*** Records for the exercise ***

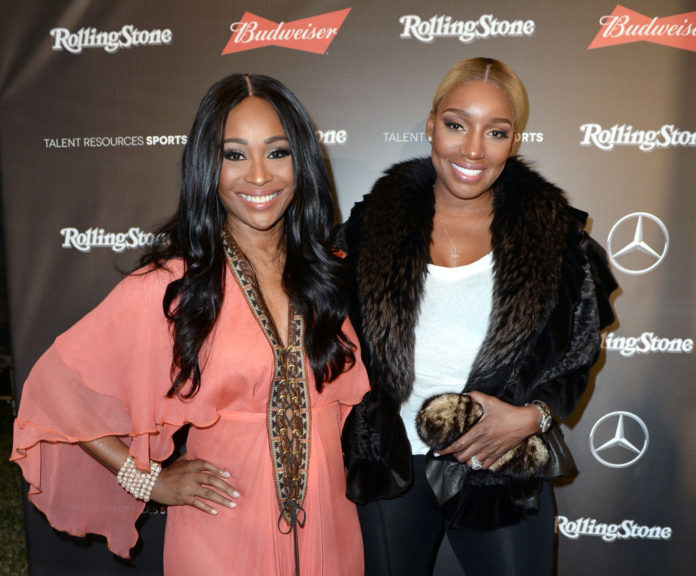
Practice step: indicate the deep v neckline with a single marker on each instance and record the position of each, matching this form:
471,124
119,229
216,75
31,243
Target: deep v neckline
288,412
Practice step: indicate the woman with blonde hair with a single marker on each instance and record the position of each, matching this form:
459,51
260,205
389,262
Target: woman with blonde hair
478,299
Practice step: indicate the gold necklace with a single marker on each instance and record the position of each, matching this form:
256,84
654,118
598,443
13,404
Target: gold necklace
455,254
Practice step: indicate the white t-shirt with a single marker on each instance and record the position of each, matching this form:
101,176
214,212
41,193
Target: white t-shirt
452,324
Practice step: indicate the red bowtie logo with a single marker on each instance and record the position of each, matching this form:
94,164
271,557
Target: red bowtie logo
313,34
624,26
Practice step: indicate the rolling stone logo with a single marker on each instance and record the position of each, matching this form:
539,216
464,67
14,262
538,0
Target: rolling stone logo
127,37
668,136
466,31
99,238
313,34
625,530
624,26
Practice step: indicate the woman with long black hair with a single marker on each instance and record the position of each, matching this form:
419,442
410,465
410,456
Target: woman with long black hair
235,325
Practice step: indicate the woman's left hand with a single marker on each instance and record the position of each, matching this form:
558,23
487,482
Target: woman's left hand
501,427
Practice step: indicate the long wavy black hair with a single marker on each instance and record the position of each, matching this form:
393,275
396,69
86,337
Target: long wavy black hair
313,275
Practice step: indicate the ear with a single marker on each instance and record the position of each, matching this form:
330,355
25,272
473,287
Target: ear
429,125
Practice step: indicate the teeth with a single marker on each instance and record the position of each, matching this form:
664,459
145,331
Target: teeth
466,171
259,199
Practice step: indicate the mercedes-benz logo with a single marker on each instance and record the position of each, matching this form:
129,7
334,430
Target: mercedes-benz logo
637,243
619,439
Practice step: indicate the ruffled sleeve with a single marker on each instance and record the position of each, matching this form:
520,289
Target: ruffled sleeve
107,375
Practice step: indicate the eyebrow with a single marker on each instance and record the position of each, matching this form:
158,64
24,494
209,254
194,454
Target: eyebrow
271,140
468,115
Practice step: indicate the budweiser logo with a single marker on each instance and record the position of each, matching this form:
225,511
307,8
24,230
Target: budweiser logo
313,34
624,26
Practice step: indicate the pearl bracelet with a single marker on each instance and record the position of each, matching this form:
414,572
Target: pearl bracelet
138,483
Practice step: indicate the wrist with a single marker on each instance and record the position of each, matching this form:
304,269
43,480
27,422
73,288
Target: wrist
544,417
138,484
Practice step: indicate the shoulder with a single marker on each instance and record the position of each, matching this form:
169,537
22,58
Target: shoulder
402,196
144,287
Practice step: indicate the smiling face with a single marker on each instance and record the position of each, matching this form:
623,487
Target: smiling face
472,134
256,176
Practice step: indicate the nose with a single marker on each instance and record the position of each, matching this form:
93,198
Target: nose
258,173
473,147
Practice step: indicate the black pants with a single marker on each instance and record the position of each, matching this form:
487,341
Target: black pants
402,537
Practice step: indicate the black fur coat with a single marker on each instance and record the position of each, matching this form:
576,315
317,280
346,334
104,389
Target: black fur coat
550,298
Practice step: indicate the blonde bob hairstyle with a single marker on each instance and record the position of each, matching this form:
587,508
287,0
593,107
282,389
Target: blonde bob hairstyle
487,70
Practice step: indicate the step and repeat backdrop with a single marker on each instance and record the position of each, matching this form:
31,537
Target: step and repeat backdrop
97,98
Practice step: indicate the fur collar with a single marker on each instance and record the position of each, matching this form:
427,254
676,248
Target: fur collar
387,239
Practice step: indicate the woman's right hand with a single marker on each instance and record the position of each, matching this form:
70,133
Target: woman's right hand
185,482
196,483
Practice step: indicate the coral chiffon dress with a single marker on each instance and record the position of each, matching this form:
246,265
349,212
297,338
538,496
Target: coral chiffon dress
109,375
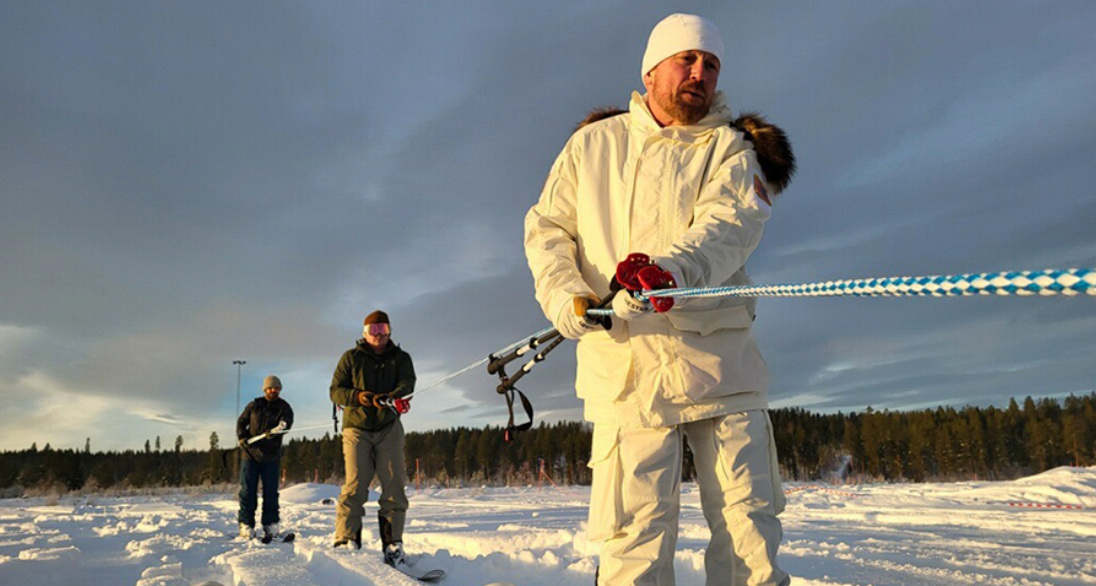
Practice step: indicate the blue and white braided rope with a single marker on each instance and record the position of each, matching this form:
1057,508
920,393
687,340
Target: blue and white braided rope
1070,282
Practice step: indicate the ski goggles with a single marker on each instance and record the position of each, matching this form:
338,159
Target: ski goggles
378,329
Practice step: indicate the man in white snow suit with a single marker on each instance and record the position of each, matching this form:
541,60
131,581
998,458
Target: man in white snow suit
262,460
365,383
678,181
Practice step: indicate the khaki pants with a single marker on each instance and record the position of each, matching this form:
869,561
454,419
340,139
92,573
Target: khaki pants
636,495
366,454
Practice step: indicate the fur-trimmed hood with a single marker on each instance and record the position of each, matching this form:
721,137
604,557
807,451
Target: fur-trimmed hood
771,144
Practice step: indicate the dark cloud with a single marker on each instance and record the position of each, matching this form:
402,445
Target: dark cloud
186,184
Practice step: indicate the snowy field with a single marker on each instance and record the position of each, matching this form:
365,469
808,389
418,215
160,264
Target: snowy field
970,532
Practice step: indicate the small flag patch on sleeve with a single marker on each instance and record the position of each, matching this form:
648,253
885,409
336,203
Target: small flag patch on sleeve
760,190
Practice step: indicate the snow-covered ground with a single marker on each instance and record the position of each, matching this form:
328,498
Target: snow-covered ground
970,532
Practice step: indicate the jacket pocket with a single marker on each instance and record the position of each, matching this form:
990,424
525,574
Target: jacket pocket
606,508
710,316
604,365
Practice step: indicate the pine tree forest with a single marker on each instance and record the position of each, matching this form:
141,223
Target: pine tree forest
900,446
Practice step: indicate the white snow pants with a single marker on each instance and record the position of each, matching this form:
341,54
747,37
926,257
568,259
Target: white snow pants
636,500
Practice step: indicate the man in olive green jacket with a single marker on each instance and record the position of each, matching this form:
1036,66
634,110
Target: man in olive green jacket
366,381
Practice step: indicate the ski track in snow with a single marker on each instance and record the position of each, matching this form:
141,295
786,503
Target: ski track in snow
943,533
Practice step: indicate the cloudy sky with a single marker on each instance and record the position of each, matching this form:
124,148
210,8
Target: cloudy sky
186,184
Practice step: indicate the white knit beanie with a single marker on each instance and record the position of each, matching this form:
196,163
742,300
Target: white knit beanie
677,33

***
*** Records for the exercise ***

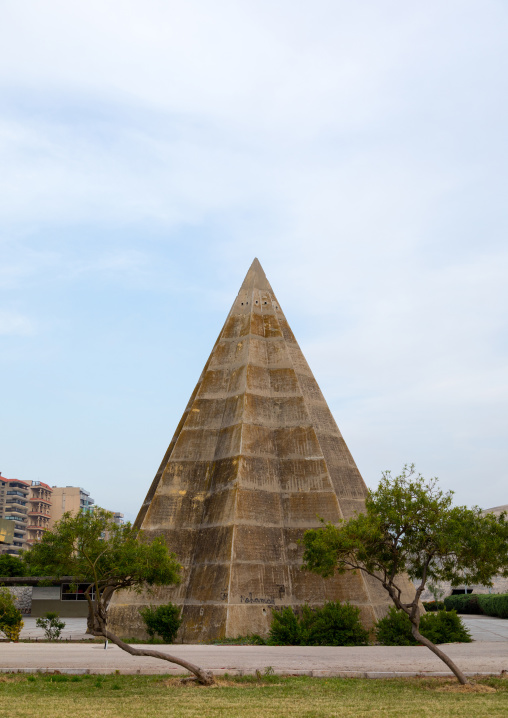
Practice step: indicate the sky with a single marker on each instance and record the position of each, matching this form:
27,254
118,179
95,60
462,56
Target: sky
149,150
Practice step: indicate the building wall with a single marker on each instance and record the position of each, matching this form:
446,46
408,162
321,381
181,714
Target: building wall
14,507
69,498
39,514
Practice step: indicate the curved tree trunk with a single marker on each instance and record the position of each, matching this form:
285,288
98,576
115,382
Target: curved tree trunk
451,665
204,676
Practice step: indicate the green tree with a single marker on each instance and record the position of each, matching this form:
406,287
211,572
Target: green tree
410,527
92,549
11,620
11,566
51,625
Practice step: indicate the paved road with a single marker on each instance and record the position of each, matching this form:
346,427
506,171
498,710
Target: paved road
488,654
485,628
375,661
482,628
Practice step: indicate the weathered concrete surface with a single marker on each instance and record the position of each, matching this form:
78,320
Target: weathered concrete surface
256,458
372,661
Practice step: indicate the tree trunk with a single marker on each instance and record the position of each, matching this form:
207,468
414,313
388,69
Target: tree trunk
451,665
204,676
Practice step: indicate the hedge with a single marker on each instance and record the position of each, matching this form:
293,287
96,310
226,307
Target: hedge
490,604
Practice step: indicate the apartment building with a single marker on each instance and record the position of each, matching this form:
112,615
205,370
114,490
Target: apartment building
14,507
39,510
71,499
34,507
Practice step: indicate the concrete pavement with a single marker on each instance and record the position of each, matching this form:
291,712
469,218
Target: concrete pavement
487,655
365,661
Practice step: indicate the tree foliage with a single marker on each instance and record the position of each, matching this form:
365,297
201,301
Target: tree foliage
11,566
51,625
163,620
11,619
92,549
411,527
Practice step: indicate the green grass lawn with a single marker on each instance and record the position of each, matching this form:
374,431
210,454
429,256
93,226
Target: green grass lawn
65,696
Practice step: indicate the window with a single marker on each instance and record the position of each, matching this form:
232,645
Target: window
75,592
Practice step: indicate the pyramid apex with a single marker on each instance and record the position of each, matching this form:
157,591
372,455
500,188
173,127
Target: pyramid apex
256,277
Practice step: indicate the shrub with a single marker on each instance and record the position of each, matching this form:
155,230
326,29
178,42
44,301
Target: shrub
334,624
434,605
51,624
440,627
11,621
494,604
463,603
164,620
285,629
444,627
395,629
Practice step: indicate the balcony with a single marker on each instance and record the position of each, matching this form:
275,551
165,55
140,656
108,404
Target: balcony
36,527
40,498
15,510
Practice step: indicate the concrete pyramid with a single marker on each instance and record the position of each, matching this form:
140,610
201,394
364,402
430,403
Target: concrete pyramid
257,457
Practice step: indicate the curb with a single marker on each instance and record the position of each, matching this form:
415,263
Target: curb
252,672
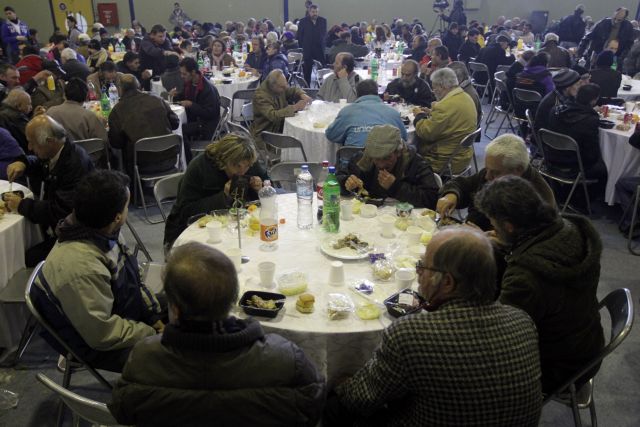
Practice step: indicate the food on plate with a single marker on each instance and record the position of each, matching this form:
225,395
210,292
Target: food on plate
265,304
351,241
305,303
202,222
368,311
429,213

***
*** Records for the exercise ***

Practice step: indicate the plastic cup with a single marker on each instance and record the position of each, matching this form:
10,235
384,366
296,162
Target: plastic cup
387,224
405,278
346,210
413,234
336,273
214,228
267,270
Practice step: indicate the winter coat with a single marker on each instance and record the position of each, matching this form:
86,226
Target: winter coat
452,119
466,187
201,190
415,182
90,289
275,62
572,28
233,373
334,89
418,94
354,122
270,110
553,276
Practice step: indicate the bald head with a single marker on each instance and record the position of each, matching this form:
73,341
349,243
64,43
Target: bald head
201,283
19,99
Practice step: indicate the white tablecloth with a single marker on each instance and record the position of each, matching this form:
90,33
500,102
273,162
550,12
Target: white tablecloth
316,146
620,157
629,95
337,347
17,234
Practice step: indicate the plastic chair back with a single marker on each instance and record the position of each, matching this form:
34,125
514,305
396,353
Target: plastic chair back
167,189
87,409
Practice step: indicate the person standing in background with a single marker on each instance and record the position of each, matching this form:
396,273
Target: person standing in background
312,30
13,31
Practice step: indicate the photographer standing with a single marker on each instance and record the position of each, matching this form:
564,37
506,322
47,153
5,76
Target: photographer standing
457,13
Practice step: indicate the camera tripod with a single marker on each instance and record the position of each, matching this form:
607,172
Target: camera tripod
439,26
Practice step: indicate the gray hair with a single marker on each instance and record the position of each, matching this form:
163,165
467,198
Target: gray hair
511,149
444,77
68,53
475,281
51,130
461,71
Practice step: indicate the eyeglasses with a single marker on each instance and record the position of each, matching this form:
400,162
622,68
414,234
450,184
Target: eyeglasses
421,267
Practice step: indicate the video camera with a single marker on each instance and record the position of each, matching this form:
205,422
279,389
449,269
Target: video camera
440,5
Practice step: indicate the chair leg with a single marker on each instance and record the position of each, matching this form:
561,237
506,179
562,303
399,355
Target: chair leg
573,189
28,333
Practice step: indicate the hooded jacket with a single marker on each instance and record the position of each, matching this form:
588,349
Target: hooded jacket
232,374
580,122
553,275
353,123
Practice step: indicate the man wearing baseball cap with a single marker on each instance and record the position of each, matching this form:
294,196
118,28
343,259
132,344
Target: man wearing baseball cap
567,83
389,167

***

What you should do. Extract every line of the items above that contains the word "standing".

Finished answer.
Practice step: indicate the person standing in background with a single marker on each instance and record the position of each, matching this form:
Target: person standing in background
Practice step: indicate the photographer standing with a single marker on each instance and record the position of each, matching this form:
Target: photographer standing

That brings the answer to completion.